PASSAGE FOR REVIEW:
Teladoc Health, Inc. (TDOC) Earnings Call Transcript & Summary
March 13, 2024
Earnings Call Speaker Segments
Stephanie Davis
analystAll right. Thank you, everyone, for joining. It is my absolute pleasure to introduce Teladoc Health, next. We have CEO, Jason Gorevic, longtime CEO; CFO Mala Murthy and then we're seeing a couple of them on the stage, but everyone say hello, Patrick Feeley, Head of IR.
Jason Gorevic
executiveThanks for having us. We're happy to be here.
Stephanie Davis
analystAre you going to be happy, because I'm asking a lot of really hard questions.
Jason Gorevic
executiveLet's go, bring it.
Stephanie Davis
analystAll right. Let's start with where you've been. You have been for the better part of a decade a momentum growth company and the entire time you go public momentum growth. Corona not there anymore, right?
Jason Gorevic
executiveWell, I think we're -- as I said on our last earnings call, I would say the economy is in a period of transition. The entire space is in a time of transition. And I would say the company, broadly speaking, is in a time of transition. We've gone through an incredible phase of growth over a long period of time. We were 50 million members, and 4 million visits in 2019. Everything changed over the course of the next 2 years, went through a massive phase of growth. We've come out the other side with consumer expectations changing from I can get my sort of immediate needs met in an urgent care manner. We call that general medical services. All the way to now, I can get my chronic care taken care of, I can engage longitudinally in our primary care relationship to get my mental health care taken care of? And what all that together, we refer to that as whole person care. And focused on going from a top line growth-oriented company that was focused primarily on market penetration, growing the scale of the business and driving that top line growth to a company that's more focused on a balanced approach to growth. And I think that's reflected in our EBITDA numbers and our cash flow numbers. And I think that's appropriate given where the stage of the industry is and where the economy is.
Stephanie Davis
analystWell, I feel like when I first covered you guys, it was so much debate around like is telehealth ever going to be a thing or who's going to win the arms race. But like the war is over, like you won it. And so is the next portion then is cost control; is it the adjacencies, you talk about as people go and access the care more? Is it necessary to have all the parts of your business together?
Jason Gorevic
executiveYes. I think we are entering a phase where it's as much about how the parts work together as it is about each of those individual parts. And we know that we drive better clinical outcomes, greater cost savings and achieve better economics for the company when we have multiple products in a given population when we engage a consumer across multiple products and when we develop that longitudinal relationship. And we're also constantly looking for other growth channels for all parts of our business. We've now talked about adding, for example, weight management to our solution -- our set of chronic care solutions. We're very early in the adoption curve when it comes to virtual primary care and a Primary360 product. And on the DTC side of our business, we've certainly -- I mean, that business has scaled incredibly quickly. And now it's time for us to look for other parts of the market and potentially other parts of the world to drive that growth, while at the same time, we look to drive better efficiency in our business to take cost out of the business and achieve greater and greater profitability.

EXERCISES:
(1) Answer these questions about the Teladoc Health earnings call transcript:
(a) Who is introduced as Head of IR?
(b) How many members and visits did the company have in 2019?
(c) What addition to the set of chronic care solutions has the company talked about?
(2) Please pick up the Teladoc Health earnings call transcript after its final sentence and continue the exchange.

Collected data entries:
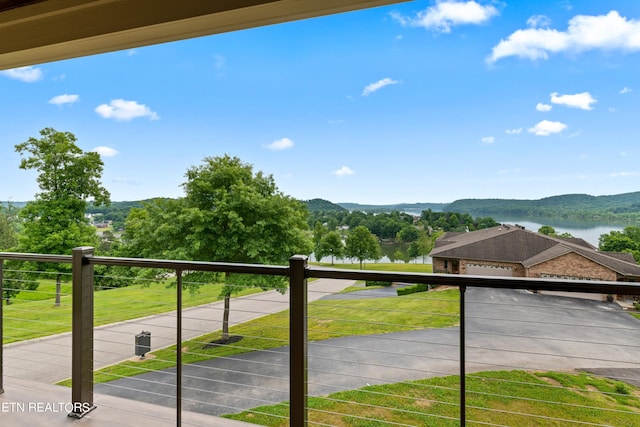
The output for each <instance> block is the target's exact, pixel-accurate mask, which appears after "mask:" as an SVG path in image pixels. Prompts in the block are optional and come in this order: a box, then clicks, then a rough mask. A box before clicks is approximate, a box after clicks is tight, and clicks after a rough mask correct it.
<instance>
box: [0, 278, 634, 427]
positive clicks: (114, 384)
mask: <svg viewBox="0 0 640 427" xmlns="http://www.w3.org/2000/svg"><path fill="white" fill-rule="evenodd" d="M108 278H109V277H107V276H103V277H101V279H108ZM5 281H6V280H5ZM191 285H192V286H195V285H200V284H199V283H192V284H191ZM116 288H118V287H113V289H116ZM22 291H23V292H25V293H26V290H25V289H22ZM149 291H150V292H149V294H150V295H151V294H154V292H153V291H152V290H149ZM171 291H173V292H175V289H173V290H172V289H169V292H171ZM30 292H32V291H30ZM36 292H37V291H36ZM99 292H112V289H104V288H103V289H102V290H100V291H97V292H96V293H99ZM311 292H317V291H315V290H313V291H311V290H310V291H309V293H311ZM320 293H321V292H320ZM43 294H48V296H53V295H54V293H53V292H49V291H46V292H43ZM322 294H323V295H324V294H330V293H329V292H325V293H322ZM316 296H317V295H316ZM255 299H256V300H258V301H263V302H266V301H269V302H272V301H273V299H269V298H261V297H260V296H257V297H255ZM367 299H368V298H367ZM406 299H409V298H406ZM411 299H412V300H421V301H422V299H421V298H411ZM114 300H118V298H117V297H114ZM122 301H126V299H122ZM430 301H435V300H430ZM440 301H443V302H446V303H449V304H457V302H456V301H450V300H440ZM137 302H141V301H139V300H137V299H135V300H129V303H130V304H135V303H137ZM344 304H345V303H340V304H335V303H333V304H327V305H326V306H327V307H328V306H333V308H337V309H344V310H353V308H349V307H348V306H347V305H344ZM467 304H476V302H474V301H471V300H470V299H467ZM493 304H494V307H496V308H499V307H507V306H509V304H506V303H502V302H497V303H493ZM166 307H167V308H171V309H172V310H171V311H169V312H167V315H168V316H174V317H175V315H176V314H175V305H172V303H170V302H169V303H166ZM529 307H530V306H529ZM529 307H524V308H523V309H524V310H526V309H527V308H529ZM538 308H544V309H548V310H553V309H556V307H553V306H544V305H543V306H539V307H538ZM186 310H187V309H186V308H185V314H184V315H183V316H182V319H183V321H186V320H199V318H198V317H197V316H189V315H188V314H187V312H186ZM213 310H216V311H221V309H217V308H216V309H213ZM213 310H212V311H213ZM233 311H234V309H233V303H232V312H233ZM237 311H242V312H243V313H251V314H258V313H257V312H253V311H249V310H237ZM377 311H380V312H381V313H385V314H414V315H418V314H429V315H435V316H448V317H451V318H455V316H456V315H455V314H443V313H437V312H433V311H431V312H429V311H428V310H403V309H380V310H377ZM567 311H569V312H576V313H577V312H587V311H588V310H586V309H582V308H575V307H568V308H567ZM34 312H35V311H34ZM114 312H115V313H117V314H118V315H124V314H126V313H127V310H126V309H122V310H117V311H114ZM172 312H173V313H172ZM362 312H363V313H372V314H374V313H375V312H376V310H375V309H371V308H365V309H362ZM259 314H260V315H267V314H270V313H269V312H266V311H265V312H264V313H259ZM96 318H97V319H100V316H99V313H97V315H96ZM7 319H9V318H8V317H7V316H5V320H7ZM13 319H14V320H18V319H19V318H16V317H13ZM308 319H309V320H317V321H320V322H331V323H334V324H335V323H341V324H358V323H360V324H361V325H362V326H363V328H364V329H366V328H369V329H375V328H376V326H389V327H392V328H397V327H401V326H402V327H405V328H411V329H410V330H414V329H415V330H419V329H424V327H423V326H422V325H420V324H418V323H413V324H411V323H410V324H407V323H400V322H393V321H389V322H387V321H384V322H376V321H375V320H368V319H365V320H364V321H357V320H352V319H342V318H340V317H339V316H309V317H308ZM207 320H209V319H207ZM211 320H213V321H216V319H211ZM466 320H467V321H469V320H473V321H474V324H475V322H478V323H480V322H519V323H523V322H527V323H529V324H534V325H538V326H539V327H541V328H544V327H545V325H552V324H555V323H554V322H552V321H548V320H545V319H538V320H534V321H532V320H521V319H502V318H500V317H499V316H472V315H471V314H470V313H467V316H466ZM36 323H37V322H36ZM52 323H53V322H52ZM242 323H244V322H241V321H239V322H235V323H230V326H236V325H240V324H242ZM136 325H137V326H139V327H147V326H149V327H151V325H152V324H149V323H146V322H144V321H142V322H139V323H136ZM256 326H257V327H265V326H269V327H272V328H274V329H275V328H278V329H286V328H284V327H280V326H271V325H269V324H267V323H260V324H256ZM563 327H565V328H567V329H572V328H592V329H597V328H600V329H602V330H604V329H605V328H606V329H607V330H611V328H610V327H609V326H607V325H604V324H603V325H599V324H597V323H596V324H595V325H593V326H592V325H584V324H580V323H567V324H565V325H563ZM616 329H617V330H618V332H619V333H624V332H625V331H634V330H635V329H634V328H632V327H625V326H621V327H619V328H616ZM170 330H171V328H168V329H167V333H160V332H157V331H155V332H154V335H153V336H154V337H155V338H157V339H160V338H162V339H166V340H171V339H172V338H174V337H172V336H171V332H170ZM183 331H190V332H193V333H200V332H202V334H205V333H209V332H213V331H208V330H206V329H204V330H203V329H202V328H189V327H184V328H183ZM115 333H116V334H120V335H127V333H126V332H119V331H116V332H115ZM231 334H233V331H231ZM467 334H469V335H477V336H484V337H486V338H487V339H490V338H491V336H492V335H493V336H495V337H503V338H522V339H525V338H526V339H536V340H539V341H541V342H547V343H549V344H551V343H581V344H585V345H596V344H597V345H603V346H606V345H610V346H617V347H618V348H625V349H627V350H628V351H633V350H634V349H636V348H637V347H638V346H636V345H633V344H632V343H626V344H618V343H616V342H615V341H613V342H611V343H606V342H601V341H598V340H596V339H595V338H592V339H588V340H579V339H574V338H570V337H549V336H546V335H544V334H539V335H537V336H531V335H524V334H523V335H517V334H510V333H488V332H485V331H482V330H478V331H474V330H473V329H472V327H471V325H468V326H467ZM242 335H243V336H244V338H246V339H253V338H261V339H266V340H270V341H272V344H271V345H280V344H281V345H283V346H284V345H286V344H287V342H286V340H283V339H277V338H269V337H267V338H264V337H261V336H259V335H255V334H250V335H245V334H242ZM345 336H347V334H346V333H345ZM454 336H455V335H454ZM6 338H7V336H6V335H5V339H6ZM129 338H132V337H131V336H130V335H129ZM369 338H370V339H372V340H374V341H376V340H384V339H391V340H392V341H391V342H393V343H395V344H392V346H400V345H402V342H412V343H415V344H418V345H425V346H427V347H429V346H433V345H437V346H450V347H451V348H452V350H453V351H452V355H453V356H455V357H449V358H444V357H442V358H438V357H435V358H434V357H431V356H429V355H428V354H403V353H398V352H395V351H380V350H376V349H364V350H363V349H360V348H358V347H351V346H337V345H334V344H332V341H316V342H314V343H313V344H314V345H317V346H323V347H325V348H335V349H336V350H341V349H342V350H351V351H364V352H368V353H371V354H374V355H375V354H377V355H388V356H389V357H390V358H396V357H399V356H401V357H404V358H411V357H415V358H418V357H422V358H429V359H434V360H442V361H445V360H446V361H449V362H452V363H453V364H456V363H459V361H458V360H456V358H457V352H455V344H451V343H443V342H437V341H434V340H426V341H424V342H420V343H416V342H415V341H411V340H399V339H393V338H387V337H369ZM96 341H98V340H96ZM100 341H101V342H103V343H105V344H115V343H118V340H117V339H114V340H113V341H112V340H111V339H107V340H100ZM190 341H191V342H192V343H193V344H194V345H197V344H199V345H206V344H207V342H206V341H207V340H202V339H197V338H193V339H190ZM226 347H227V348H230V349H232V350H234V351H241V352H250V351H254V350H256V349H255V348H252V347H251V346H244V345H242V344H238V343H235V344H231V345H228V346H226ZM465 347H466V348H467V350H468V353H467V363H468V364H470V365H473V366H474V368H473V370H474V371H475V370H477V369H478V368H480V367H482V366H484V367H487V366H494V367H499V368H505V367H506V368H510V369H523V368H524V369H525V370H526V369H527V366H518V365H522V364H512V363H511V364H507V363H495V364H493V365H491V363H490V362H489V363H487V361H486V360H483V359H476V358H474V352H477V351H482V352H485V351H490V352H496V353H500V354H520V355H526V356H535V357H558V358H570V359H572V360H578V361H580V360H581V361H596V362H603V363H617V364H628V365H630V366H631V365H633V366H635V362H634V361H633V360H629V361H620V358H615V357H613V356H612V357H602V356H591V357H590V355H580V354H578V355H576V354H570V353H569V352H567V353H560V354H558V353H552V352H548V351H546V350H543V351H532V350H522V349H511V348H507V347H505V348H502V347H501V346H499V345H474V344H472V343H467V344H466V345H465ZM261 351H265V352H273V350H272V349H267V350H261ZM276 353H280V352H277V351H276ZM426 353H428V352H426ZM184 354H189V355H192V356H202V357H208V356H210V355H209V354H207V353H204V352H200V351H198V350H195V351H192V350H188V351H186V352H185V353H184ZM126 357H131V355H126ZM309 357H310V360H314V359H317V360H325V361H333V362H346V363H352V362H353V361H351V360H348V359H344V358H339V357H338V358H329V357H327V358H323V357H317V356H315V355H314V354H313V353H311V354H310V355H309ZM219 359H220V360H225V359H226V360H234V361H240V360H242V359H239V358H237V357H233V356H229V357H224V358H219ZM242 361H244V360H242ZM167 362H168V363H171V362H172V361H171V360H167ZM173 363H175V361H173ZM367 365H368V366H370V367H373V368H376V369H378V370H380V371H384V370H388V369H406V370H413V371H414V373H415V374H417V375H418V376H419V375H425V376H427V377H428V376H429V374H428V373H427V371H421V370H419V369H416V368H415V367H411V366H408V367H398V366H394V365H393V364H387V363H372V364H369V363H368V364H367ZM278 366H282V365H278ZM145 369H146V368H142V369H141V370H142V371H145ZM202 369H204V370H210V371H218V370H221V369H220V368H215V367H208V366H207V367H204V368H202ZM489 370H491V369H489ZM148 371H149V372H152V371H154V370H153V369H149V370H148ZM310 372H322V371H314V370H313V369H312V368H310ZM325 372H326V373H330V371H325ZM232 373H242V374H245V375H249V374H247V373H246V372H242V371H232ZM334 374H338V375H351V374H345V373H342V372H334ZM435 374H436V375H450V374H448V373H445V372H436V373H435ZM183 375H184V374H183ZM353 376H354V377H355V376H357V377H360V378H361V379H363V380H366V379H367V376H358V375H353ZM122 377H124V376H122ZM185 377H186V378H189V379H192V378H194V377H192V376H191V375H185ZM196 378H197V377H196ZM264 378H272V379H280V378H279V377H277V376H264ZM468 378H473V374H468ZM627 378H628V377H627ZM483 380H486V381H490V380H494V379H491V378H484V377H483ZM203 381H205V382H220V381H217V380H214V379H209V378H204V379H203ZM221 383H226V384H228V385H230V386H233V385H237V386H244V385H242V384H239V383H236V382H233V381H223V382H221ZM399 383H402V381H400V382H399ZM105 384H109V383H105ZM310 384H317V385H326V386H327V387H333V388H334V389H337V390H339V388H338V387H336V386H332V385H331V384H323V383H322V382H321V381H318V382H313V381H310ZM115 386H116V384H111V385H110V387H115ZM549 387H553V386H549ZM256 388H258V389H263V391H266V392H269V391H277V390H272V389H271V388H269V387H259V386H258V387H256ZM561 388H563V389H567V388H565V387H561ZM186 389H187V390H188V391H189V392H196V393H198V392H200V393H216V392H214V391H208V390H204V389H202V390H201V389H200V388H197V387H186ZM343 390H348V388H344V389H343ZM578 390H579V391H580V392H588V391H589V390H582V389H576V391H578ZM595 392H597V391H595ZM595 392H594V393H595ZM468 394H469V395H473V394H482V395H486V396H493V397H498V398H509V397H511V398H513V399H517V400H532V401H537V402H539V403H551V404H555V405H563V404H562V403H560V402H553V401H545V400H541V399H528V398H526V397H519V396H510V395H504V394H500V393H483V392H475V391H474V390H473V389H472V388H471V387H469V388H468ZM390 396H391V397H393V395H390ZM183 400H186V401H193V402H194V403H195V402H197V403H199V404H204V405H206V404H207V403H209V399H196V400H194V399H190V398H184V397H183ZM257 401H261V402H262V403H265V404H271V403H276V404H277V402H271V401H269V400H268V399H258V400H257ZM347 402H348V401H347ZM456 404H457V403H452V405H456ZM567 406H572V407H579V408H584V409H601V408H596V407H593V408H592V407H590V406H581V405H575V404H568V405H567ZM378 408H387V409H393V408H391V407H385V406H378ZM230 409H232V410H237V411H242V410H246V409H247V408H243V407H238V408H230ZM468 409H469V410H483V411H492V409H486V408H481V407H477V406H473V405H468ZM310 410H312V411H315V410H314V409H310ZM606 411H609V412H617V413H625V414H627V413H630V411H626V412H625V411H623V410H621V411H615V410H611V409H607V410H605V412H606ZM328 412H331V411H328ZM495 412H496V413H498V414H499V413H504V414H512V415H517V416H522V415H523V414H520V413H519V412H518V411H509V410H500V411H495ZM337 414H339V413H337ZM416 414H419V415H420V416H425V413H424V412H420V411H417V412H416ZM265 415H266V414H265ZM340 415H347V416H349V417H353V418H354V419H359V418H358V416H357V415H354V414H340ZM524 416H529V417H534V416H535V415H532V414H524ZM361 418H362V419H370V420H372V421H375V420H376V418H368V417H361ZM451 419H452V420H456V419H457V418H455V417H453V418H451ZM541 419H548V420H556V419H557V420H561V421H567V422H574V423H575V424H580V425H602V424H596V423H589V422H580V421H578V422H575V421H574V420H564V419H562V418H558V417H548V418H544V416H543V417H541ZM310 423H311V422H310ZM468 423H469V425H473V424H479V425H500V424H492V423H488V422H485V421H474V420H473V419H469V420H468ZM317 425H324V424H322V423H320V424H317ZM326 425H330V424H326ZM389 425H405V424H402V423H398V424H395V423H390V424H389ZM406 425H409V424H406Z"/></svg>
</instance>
* * *
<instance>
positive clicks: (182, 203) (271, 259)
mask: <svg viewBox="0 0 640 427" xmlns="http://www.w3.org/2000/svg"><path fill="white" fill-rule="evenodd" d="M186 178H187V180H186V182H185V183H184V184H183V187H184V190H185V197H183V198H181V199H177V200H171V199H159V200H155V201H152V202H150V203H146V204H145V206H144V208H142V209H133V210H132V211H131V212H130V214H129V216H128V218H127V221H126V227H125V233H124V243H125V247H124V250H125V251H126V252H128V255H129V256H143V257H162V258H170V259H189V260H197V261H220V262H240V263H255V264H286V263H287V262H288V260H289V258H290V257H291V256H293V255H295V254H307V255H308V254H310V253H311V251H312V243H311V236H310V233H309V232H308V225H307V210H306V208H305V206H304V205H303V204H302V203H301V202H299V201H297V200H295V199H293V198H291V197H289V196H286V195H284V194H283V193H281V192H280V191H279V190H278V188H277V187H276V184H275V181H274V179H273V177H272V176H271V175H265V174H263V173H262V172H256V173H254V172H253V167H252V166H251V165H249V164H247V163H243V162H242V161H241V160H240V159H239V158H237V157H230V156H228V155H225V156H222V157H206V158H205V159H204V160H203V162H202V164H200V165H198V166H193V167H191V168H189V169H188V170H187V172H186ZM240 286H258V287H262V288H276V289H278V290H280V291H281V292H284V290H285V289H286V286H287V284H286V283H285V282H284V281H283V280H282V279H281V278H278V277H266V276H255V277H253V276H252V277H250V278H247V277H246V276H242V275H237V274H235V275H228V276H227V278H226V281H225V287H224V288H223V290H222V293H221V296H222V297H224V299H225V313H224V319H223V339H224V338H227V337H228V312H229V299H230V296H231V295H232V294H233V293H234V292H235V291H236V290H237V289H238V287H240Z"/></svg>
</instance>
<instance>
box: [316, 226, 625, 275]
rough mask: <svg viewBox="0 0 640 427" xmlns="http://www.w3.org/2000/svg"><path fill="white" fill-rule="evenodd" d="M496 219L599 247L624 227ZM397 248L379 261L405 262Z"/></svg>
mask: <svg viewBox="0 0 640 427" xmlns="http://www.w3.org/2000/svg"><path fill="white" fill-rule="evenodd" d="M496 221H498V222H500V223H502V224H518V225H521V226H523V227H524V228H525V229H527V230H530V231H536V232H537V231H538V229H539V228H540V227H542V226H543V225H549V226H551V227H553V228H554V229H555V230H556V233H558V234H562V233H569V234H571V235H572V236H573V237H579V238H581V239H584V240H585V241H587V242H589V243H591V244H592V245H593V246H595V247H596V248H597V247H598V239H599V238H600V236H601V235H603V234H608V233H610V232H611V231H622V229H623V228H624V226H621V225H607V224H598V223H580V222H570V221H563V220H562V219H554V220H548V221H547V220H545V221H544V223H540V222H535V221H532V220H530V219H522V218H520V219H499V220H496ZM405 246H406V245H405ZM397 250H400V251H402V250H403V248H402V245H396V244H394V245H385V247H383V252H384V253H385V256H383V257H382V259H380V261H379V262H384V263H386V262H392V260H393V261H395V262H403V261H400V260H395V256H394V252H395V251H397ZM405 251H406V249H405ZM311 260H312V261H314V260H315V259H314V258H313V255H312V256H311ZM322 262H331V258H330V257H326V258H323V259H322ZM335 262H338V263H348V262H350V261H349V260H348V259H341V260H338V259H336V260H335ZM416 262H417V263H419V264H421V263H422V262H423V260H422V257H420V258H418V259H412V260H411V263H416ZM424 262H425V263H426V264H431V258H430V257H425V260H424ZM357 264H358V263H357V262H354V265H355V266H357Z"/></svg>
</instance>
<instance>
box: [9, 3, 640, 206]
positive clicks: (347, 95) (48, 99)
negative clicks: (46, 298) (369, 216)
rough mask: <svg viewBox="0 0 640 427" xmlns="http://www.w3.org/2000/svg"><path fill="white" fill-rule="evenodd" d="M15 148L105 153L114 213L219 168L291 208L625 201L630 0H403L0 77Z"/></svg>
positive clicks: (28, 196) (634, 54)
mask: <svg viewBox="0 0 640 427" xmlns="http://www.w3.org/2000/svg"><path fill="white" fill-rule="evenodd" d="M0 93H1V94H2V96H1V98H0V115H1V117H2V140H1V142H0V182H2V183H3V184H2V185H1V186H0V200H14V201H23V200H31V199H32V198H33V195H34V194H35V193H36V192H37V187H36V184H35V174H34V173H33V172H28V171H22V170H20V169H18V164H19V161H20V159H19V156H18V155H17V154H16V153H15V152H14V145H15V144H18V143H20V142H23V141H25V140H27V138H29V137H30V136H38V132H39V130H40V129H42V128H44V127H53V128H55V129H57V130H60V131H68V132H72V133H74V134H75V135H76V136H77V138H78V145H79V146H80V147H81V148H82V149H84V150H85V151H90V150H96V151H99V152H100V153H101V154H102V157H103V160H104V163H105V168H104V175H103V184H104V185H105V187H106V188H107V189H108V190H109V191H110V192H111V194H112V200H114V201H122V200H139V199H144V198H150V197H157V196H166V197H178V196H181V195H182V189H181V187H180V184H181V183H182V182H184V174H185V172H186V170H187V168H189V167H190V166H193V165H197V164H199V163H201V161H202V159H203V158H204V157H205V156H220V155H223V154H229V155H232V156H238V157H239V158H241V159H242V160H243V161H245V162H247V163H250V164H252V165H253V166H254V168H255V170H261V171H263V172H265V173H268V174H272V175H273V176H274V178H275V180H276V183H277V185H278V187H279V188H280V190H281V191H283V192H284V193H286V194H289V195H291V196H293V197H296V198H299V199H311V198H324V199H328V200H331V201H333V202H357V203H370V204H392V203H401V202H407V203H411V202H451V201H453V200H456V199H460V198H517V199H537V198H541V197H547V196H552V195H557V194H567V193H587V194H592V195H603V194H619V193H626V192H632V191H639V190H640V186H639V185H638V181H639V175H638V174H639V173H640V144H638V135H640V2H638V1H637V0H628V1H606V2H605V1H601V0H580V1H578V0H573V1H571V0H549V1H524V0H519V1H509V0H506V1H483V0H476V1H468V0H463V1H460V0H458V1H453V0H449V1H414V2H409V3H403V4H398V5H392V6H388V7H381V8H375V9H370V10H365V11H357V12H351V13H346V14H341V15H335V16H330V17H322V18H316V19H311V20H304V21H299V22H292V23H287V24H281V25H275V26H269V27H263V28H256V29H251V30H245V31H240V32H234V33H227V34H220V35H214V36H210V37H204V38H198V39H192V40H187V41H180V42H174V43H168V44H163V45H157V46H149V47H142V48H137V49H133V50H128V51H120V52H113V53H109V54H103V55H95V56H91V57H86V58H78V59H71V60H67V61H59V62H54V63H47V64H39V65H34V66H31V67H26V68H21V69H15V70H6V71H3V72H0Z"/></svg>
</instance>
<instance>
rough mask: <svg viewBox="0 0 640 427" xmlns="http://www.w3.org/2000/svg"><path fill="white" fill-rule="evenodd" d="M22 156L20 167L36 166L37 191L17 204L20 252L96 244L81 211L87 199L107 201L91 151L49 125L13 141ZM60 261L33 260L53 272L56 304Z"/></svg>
* * *
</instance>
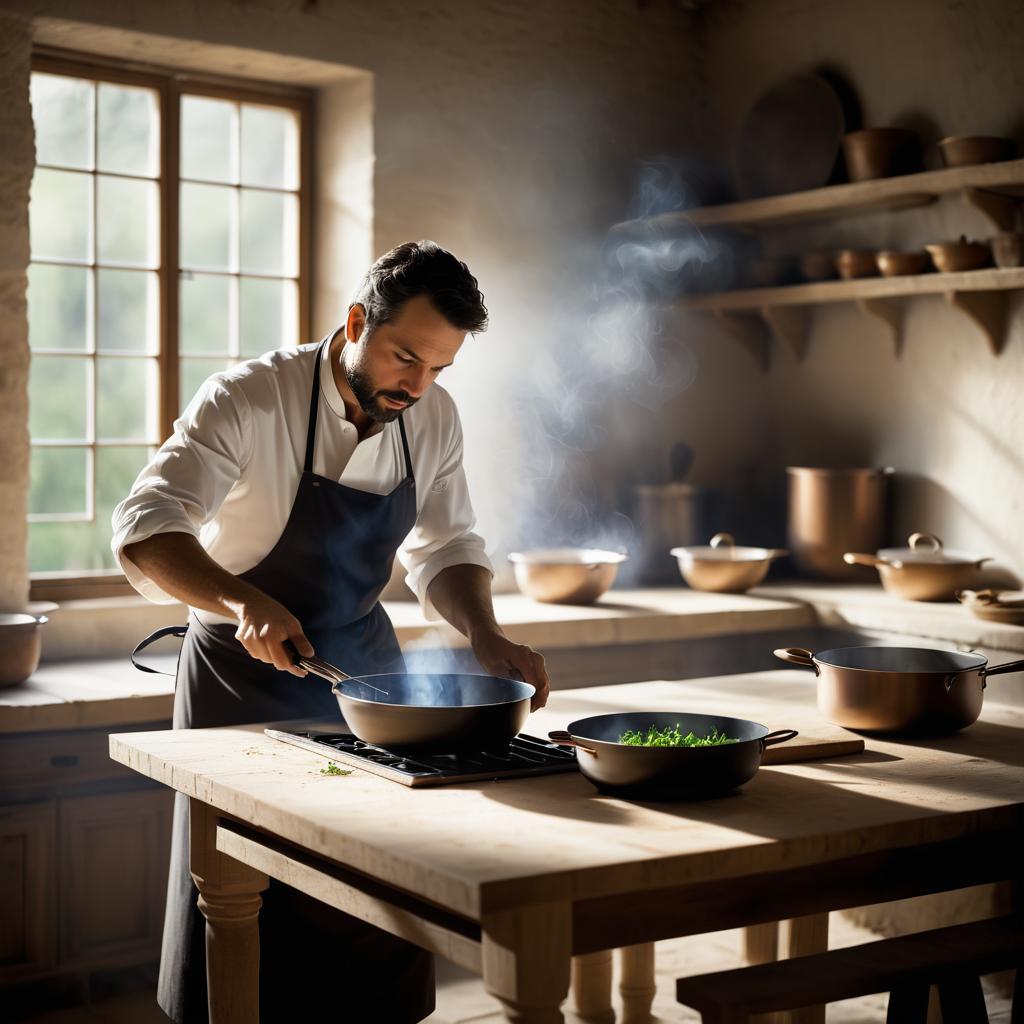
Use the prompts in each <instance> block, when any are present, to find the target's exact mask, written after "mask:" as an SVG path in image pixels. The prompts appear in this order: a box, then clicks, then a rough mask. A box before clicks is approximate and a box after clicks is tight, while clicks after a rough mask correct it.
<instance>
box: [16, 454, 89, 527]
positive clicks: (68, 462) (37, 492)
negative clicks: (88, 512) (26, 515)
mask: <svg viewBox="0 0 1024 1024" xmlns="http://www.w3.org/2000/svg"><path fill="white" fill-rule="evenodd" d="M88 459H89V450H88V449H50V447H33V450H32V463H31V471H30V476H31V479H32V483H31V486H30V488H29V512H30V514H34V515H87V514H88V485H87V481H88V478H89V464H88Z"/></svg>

ANSWERS TO THE EXERCISES:
(1)
(a) Patrick Feeley
(b) 50 million members and 4 million visits
(c) Weight management

(2)
Mala Murthy
executiveAnd I would also say Stephanie we don't view that as necessarily and or it's an end, right? So if you just think about the fact that we have 90 plus million members that we can continue to cross-sell and to continue to penetrate in various -- lots of opportunity for growth there. The fact that our clients come to us for a variety of reasons. One of the important reasons is the fact that we offer the breadth of products and services that we do. We've seen there is vendor fatigue and frankly there is also member fatigue. Members don't want to download 5 different app, so they want to come to one place and we are that solution. So those are the ways we continue to grow, our view is when you talk about cost control, it's not cost control to an end itself, it is the fact that we can use the efficiencies to plow it back to continue to invest in the business, add to our capabilities, which will drive continued top line growth and that itself will also drive leverage in the P&L and continue to expand our margins. So we view it as an and not an or.
Jason Gorevic
executiveYes, I think I'd look at our business in sort of 4 parts, each at a different stage on the maturity curve, right? If you think about our general medical business, general medical is pretty penetrated across...
Stephanie Davis
analystYou own that. If you don't have telemedicine now, it's what...
Jason Gorevic
executiveRight, exactly. Everybody's got it, right? So that's a replacement business for us. Now we do continue to win business and takeaways like you did last year. But that's primarily a penetrated business. Mental health of 90 million members that Mala mentioned, about 55%, 57% of them have our mental health product. That still provides a lot of running room for us to expand. Our chronic care products -- only 16% of our members have our chronic care products. There's a lot of opportunity for us to penetrate that base with those chronic care products. And then lastly, virtual primary care is really still in the first inning, right? We're at the very, very beginning of that adoption curve.
Stephanie Davis
analystWhere do you think we are in that virtual primary care folks? I remember last year, it was they're just starting to really have conversations about it. Are they in adoption phase now? Or they still kind of kicking the tires?
Jason Gorevic
executiveLike many things in health care, the large progressive employers are the early adopters, right? So that's almost uniformly been the case for all new innovations in health care and managed care and care management, disease management. Those large early adopter employers are starting to lean in. And so I can think of one we were just doing a quarterly business review, and we're talking about one of our large employer clients who adopted our Primary360 and a virtual first health plan and is seeing just incredible engagement rates with our product. Literally over 80% of the people who enrolled in the product have already engaged in just the first couple of months of the year. And so that's an example of where -- yes, we're in the very, very early stages. It's the early adopters who are leaning in. The proof points are starting to materialize. And look, I think that's on us. We have to generate enough proof points that we can demonstrate to the market that clients should be leaning in and developing those plan designs and building them around our Primary360.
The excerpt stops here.